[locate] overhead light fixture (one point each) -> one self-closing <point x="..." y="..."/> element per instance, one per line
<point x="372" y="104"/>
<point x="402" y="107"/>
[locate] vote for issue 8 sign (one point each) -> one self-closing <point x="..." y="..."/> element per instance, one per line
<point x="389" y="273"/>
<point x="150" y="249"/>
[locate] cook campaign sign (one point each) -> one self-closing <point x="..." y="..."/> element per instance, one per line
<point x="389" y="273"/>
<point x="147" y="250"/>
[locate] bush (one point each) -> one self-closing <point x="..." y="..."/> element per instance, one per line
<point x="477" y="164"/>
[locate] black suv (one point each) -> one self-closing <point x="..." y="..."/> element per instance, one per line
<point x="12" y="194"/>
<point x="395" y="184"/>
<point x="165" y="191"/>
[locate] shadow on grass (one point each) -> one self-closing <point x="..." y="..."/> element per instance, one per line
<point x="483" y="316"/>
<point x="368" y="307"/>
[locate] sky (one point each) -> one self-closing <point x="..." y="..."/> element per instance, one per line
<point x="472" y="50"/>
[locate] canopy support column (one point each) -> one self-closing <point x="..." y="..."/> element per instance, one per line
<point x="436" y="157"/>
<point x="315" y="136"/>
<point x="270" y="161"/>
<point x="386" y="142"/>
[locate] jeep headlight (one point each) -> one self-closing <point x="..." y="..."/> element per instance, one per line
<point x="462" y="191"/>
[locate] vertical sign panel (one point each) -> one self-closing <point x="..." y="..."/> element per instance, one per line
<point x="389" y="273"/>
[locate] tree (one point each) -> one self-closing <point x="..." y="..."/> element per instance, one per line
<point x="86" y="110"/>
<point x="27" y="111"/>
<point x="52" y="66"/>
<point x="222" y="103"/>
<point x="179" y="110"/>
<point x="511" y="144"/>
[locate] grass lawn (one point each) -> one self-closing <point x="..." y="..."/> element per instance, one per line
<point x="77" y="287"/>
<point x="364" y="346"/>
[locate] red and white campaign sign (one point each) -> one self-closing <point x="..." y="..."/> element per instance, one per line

○ ○ ○ ○

| What the task asks |
Return what is listed above, exactly and completely.

| Answer to the exercise |
[locate] overhead light fixture (one point each) -> one self-closing <point x="..." y="..."/> element per instance, one per line
<point x="372" y="104"/>
<point x="402" y="107"/>
[locate] vote for issue 8 sign (one point each) -> one self-closing <point x="..." y="..."/> element per instance, one per line
<point x="389" y="273"/>
<point x="150" y="249"/>
[locate] cook campaign sign (one point each) -> one self-closing <point x="..." y="..."/> element per instance, one per line
<point x="389" y="273"/>
<point x="147" y="250"/>
[locate] bush (one point each) -> one self-closing <point x="..." y="..."/> element per instance, one per line
<point x="477" y="164"/>
[locate] black suv (one point each) -> one self-closing <point x="..." y="..."/> element per instance, one per line
<point x="12" y="194"/>
<point x="395" y="184"/>
<point x="165" y="191"/>
[locate] shadow on grass (one point each) -> one self-closing <point x="..." y="..."/> element per instance, one per line
<point x="483" y="316"/>
<point x="368" y="307"/>
[locate] sky (one point each) -> one self-closing <point x="..." y="..."/> element per instance, one per line
<point x="472" y="50"/>
[locate] canopy support column (one point each) -> one self-closing <point x="..." y="..."/> element per instance, one per line
<point x="436" y="157"/>
<point x="315" y="136"/>
<point x="270" y="161"/>
<point x="386" y="142"/>
[locate] jeep headlight (one point each) -> one self-closing <point x="..." y="..."/> element per instance, one per line
<point x="462" y="191"/>
[locate] vertical sign panel (one point each) -> one self-closing <point x="..." y="..."/> element per instance, one per line
<point x="389" y="273"/>
[locate] tree (one point each) -> one self-closing <point x="..." y="..."/> element per instance, one per line
<point x="86" y="110"/>
<point x="27" y="111"/>
<point x="52" y="66"/>
<point x="222" y="103"/>
<point x="179" y="110"/>
<point x="511" y="144"/>
[locate] grass lawn (one point each) -> one self-closing <point x="..." y="..."/> element per instance, one per line
<point x="77" y="287"/>
<point x="364" y="346"/>
[locate] red and white campaign sign (one point each) -> one self-closing <point x="..." y="..."/> element per instance, one per line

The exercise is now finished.